> _Entries taken from a collection_:
━━━

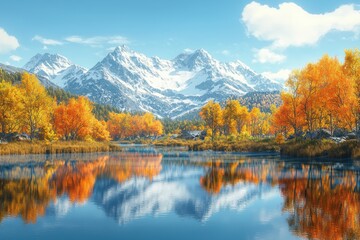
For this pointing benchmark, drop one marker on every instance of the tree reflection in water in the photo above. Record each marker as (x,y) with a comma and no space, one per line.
(28,190)
(322,202)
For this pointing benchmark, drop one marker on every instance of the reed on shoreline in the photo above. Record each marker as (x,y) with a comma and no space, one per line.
(40,147)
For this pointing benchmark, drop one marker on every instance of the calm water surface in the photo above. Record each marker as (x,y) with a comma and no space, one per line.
(146,193)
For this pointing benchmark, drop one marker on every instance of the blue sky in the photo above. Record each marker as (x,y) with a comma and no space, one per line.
(270,36)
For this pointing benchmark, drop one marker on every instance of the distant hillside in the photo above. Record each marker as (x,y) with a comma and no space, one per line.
(262,100)
(13,75)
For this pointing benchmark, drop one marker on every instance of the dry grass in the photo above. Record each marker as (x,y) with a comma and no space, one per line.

━━━

> _GIVEN PROBLEM_: Copy the items above word for word, starting at the line that contains "of the blue" and continuing through the final item.

> _WRITTEN ANSWER_:
For this pointing benchmark, drop one marker on every instance of the blue sky in the photo above. Record each marker as (x,y) with a comma and no space, one per line.
(270,36)
For this pointing benchmark, drop one marker on every instance of the distant hillside in the photo above. Record each marker as (x,y) with a comma and no space, one per line.
(262,100)
(13,75)
For this pointing benchmark, drop one marker on every instance of the dry grass in the photo above. Record each marker as (x,y) with a comma and no space, one per line.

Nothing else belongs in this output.